__Task to carry out__: Put every line of the data below into a Markdown table with two columns, Number and Line. Number each row, and skip any blank lines.

__Data shown__:
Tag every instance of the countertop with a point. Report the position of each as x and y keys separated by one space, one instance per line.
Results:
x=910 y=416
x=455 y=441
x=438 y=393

__Reply__:
| Number | Line |
|---|---|
| 1 | Tag every instance of the countertop with a point. Report the position of each as x and y keys separated by one space, one instance per line. |
| 2 | Results: |
| 3 | x=910 y=416 |
| 4 | x=455 y=441 |
| 5 | x=438 y=393 |